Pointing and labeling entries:
## begin

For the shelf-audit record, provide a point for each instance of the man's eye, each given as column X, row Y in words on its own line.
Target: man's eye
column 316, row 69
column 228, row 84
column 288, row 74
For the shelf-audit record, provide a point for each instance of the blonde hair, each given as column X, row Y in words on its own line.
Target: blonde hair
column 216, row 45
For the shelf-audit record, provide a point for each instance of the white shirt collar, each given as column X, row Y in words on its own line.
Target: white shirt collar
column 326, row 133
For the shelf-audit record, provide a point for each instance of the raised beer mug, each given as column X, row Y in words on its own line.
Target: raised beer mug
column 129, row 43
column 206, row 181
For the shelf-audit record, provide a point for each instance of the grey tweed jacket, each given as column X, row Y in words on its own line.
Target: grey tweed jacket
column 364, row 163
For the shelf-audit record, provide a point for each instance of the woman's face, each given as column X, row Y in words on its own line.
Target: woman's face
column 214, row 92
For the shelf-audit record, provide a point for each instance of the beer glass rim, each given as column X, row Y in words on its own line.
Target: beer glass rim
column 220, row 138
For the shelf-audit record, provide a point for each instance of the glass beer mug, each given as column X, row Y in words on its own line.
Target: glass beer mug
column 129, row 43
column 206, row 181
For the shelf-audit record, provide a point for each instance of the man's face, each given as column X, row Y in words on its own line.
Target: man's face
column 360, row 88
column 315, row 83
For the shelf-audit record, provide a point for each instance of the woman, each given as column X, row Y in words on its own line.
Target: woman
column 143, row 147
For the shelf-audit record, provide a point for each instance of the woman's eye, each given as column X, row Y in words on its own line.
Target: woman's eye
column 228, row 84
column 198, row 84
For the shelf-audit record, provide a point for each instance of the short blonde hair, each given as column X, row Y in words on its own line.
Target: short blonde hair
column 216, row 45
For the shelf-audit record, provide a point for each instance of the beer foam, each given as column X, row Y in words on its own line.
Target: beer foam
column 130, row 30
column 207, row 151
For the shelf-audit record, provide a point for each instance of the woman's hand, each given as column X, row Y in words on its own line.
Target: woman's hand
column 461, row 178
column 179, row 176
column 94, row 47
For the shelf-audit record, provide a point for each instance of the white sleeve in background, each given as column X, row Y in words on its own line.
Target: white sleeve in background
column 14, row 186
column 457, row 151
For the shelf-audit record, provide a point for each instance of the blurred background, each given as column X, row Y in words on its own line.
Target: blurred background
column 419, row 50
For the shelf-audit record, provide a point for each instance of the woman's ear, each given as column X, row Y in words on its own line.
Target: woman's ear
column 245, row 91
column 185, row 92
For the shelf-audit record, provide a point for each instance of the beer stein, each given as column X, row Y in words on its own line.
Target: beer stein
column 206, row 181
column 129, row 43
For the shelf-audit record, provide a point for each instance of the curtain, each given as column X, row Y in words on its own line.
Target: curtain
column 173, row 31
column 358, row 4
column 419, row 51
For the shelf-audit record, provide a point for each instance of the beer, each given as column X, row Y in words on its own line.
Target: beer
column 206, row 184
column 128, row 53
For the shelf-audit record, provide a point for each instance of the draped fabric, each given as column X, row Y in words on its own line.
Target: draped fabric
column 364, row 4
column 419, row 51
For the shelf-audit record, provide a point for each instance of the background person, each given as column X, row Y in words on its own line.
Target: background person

## end

[Problem to solve] Every line from the one containing "the curtain, each" through the last line must be copied exactly; leave out the rest.

[Result]
For the shelf-audit record, provide a point for each instance of the curtain, each given as column X, row Y in words on its own line.
Target: curtain
column 173, row 31
column 358, row 4
column 419, row 51
For the shelf-audit record, provide a point for each instance of the beer, each given as column X, row Y in words on its own line.
Target: beer
column 206, row 184
column 128, row 53
For the shelf-audit record, provide a point for each instance of the draped fabric, each given as column X, row Y in words on its own line.
Target: draped fabric
column 364, row 4
column 419, row 51
For the shelf-audit record, provide a point for each instance of the background person, each given as column X, row Y in words on its own line.
Target: background person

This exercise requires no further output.